OBJECTIVE>
Repeat verbatim each line from the line with "# point at: grey" to the end of the entries. Pictures do not belong in the copy.

INPUT>

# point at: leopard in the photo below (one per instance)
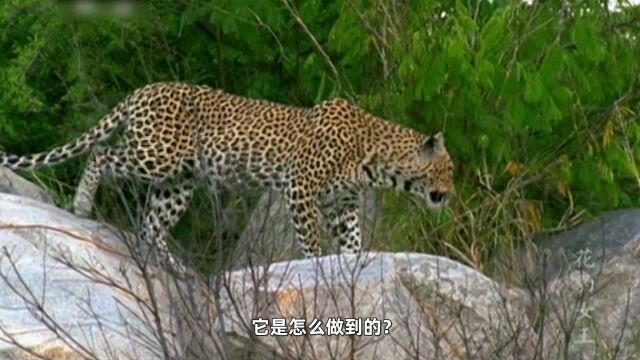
(178, 136)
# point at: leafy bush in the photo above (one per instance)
(539, 103)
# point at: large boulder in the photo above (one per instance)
(592, 286)
(11, 183)
(69, 288)
(379, 306)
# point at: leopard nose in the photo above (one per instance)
(437, 196)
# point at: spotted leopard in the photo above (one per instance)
(178, 135)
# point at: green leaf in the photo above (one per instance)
(492, 34)
(515, 113)
(534, 88)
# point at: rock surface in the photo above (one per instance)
(436, 309)
(68, 285)
(596, 283)
(11, 183)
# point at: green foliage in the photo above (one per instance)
(549, 90)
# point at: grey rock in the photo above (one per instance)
(11, 183)
(69, 286)
(604, 237)
(592, 288)
(436, 308)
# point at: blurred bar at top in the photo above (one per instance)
(91, 9)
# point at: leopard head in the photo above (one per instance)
(420, 166)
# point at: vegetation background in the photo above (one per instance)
(539, 102)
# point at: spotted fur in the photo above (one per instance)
(319, 158)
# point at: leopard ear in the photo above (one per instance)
(434, 145)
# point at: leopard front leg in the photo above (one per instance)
(306, 217)
(343, 222)
(168, 204)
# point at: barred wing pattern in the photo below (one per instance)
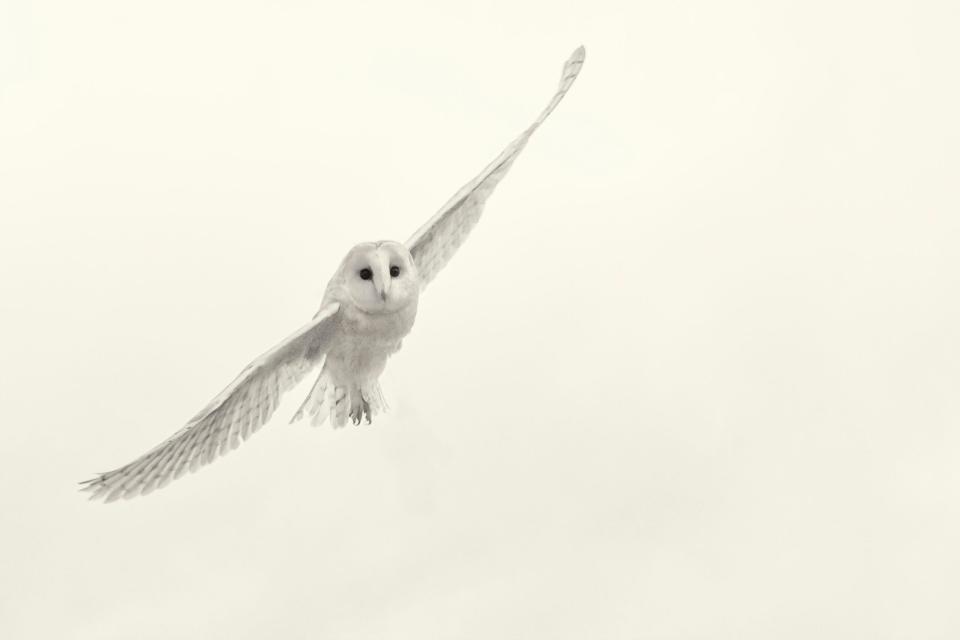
(237, 412)
(434, 243)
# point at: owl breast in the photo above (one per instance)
(365, 341)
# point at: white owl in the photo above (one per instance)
(367, 309)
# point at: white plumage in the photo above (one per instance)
(369, 306)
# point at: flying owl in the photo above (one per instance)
(368, 307)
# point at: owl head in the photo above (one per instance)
(379, 277)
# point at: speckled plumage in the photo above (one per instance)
(368, 308)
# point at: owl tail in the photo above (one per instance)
(357, 402)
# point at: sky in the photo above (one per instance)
(693, 376)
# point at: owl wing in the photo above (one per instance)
(237, 412)
(434, 243)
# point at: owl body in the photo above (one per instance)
(368, 308)
(365, 341)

ANSWER TO THIS PROBLEM>
# point at: grey rock in the photo above (one per instance)
(11, 183)
(69, 286)
(604, 237)
(592, 288)
(436, 308)
# point at: blurred bar at top in the photo above (one per instance)
(91, 9)
# point at: leopard head in the photo above (one per instance)
(420, 166)
# point at: vegetation background in the photo above (one per instance)
(539, 102)
# point at: spotted fur in the photo above (one per instance)
(319, 158)
# point at: leopard ear in the photo above (one per instance)
(434, 145)
# point at: leopard front leg in the photo above (one per instance)
(306, 217)
(343, 222)
(168, 204)
# point at: barred wing pattern in the photo below (one per instance)
(237, 412)
(434, 243)
# point at: owl breast in the photo above (one per instance)
(365, 341)
# point at: white owl in the photo above (one per instance)
(367, 309)
# point at: white plumage in the photo above (one per instance)
(369, 306)
# point at: flying owl in the photo above (one per instance)
(368, 307)
# point at: owl head in the photo above (one per instance)
(379, 277)
# point at: speckled plumage in the photo above (one per instance)
(368, 308)
# point at: owl tail in the photo above (one per instance)
(357, 402)
# point at: sky in the photo above (one per instance)
(693, 376)
# point at: owl wing in the photo above (one per instance)
(237, 412)
(434, 243)
# point at: owl body in the photo above (one per instance)
(368, 308)
(365, 341)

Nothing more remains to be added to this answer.